* [What to do]: Print the line that has "Target: sky" in it, then every remaining line of the data, exactly and without anything extra.

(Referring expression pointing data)
'''

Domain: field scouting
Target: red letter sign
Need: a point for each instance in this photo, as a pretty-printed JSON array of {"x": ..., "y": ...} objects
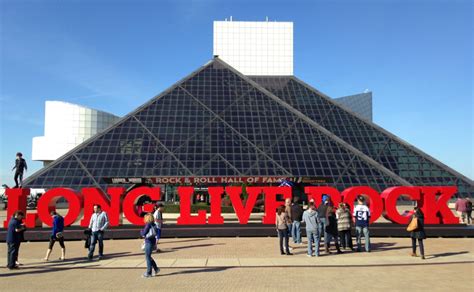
[
  {"x": 390, "y": 197},
  {"x": 243, "y": 213},
  {"x": 216, "y": 201},
  {"x": 131, "y": 199},
  {"x": 95, "y": 196},
  {"x": 185, "y": 217},
  {"x": 16, "y": 202},
  {"x": 271, "y": 203},
  {"x": 47, "y": 203},
  {"x": 437, "y": 210}
]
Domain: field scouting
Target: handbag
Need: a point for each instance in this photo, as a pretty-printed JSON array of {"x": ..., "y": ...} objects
[
  {"x": 413, "y": 224},
  {"x": 151, "y": 233}
]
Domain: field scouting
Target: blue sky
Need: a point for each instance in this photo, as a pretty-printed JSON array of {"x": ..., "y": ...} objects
[{"x": 416, "y": 57}]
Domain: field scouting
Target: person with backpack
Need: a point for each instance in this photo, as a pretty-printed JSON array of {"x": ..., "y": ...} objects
[
  {"x": 469, "y": 210},
  {"x": 361, "y": 216},
  {"x": 158, "y": 215},
  {"x": 418, "y": 232},
  {"x": 56, "y": 235},
  {"x": 20, "y": 167},
  {"x": 149, "y": 233},
  {"x": 310, "y": 218},
  {"x": 99, "y": 222},
  {"x": 331, "y": 230},
  {"x": 14, "y": 237},
  {"x": 281, "y": 223},
  {"x": 297, "y": 217},
  {"x": 343, "y": 216}
]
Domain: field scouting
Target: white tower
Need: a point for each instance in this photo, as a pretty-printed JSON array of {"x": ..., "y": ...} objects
[{"x": 255, "y": 48}]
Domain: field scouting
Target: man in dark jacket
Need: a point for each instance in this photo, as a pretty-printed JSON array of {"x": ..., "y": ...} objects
[
  {"x": 297, "y": 215},
  {"x": 20, "y": 167},
  {"x": 14, "y": 234}
]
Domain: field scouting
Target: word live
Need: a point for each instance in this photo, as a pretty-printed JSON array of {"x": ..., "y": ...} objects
[{"x": 432, "y": 200}]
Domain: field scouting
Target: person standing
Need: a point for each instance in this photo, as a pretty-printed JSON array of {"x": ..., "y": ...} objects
[
  {"x": 288, "y": 212},
  {"x": 281, "y": 224},
  {"x": 461, "y": 209},
  {"x": 331, "y": 229},
  {"x": 56, "y": 235},
  {"x": 99, "y": 222},
  {"x": 361, "y": 216},
  {"x": 418, "y": 233},
  {"x": 158, "y": 216},
  {"x": 149, "y": 233},
  {"x": 310, "y": 218},
  {"x": 343, "y": 216},
  {"x": 469, "y": 210},
  {"x": 20, "y": 167},
  {"x": 322, "y": 220},
  {"x": 297, "y": 217},
  {"x": 15, "y": 229}
]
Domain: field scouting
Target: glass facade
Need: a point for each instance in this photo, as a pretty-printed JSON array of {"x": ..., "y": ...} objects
[{"x": 218, "y": 122}]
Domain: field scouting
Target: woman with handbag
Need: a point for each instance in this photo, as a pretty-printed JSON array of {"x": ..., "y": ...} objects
[
  {"x": 417, "y": 231},
  {"x": 56, "y": 235},
  {"x": 149, "y": 233},
  {"x": 282, "y": 221}
]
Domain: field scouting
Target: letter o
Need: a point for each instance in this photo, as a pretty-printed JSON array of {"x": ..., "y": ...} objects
[{"x": 47, "y": 203}]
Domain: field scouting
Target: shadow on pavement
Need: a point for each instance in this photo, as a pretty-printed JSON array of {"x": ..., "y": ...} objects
[
  {"x": 193, "y": 246},
  {"x": 447, "y": 254},
  {"x": 188, "y": 240}
]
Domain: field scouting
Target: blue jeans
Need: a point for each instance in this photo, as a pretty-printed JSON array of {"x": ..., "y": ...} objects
[
  {"x": 365, "y": 231},
  {"x": 150, "y": 262},
  {"x": 283, "y": 235},
  {"x": 296, "y": 231},
  {"x": 313, "y": 237},
  {"x": 322, "y": 230},
  {"x": 96, "y": 236}
]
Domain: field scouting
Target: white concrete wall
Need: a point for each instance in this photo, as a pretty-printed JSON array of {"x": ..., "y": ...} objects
[
  {"x": 67, "y": 125},
  {"x": 255, "y": 48}
]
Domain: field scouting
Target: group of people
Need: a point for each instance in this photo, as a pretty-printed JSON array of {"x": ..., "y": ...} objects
[
  {"x": 95, "y": 234},
  {"x": 334, "y": 225},
  {"x": 463, "y": 207}
]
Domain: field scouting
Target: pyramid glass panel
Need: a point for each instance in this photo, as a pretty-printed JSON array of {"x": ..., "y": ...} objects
[{"x": 402, "y": 159}]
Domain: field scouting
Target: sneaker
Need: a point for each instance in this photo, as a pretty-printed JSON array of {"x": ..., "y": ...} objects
[
  {"x": 155, "y": 272},
  {"x": 146, "y": 275}
]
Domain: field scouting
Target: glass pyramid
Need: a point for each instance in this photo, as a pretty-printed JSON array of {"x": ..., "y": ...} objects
[
  {"x": 403, "y": 159},
  {"x": 218, "y": 122}
]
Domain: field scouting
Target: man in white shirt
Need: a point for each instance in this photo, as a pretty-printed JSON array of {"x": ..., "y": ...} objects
[
  {"x": 97, "y": 225},
  {"x": 158, "y": 215}
]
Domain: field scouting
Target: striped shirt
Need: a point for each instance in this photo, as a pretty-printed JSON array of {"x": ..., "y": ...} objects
[{"x": 99, "y": 222}]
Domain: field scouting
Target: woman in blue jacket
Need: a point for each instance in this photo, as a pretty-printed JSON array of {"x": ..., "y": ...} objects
[
  {"x": 149, "y": 233},
  {"x": 56, "y": 235}
]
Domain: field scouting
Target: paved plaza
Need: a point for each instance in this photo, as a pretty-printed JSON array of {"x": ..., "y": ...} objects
[{"x": 245, "y": 264}]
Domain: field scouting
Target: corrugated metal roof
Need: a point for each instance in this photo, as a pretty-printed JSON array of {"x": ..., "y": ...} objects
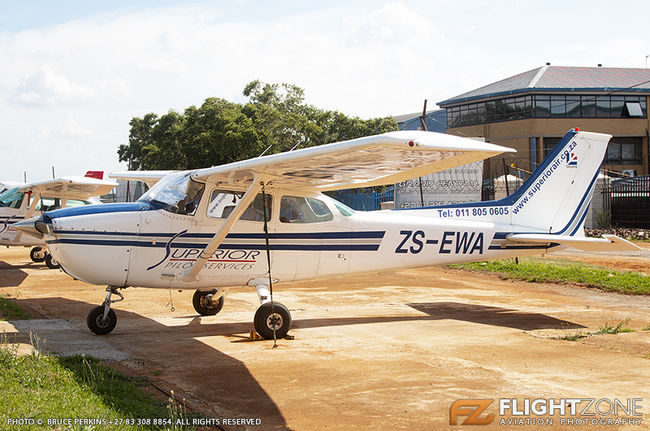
[{"x": 548, "y": 78}]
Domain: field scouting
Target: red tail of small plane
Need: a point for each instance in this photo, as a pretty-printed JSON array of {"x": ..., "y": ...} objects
[{"x": 95, "y": 174}]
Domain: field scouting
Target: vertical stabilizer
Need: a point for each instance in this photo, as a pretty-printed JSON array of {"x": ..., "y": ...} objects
[{"x": 555, "y": 199}]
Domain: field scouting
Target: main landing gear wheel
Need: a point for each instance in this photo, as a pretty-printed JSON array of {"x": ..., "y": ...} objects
[
  {"x": 272, "y": 316},
  {"x": 50, "y": 262},
  {"x": 102, "y": 320},
  {"x": 37, "y": 254},
  {"x": 99, "y": 324},
  {"x": 204, "y": 304}
]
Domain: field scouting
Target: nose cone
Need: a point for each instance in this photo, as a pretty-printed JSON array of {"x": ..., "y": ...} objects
[{"x": 34, "y": 226}]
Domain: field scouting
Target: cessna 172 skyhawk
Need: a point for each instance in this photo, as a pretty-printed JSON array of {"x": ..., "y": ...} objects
[
  {"x": 205, "y": 229},
  {"x": 22, "y": 200}
]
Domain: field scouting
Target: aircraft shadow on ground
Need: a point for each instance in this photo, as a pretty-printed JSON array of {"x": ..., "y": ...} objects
[
  {"x": 491, "y": 315},
  {"x": 10, "y": 275},
  {"x": 197, "y": 367}
]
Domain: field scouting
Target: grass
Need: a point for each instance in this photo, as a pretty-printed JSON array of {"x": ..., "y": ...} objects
[
  {"x": 558, "y": 271},
  {"x": 609, "y": 329},
  {"x": 9, "y": 310},
  {"x": 42, "y": 387}
]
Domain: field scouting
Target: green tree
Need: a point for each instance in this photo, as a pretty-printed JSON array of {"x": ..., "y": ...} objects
[{"x": 220, "y": 131}]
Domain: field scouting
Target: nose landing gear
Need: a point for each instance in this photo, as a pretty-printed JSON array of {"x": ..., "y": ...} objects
[
  {"x": 102, "y": 320},
  {"x": 208, "y": 302},
  {"x": 271, "y": 317},
  {"x": 37, "y": 254}
]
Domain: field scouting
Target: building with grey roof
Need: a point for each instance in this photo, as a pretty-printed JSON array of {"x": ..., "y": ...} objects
[{"x": 532, "y": 110}]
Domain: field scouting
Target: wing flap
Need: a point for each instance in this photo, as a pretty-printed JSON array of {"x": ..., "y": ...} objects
[
  {"x": 606, "y": 243},
  {"x": 370, "y": 161},
  {"x": 70, "y": 187},
  {"x": 148, "y": 177}
]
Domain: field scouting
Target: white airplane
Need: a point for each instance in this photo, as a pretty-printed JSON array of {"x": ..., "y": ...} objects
[
  {"x": 205, "y": 229},
  {"x": 23, "y": 200}
]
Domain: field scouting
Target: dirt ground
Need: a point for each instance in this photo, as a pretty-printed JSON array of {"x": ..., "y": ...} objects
[{"x": 370, "y": 352}]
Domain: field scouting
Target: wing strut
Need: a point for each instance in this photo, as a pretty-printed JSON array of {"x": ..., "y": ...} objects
[
  {"x": 217, "y": 239},
  {"x": 268, "y": 260},
  {"x": 30, "y": 212}
]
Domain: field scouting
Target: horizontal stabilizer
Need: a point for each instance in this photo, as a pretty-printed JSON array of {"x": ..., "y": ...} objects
[
  {"x": 606, "y": 243},
  {"x": 69, "y": 187},
  {"x": 148, "y": 177}
]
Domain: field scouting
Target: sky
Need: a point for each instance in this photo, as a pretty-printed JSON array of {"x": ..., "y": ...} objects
[{"x": 74, "y": 73}]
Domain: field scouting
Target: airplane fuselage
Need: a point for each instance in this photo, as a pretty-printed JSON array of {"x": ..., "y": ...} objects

'''

* [Answer]:
Target: sky
Need: a point for each instance in this photo, as a pretty-printed JSON array of {"x": ..., "y": ...} objects
[{"x": 74, "y": 73}]
Domain: field scouting
Target: airplane fuselage
Need: a point for each instance in this photo, as a pretty-printed JSON array of {"x": ..., "y": ...} objects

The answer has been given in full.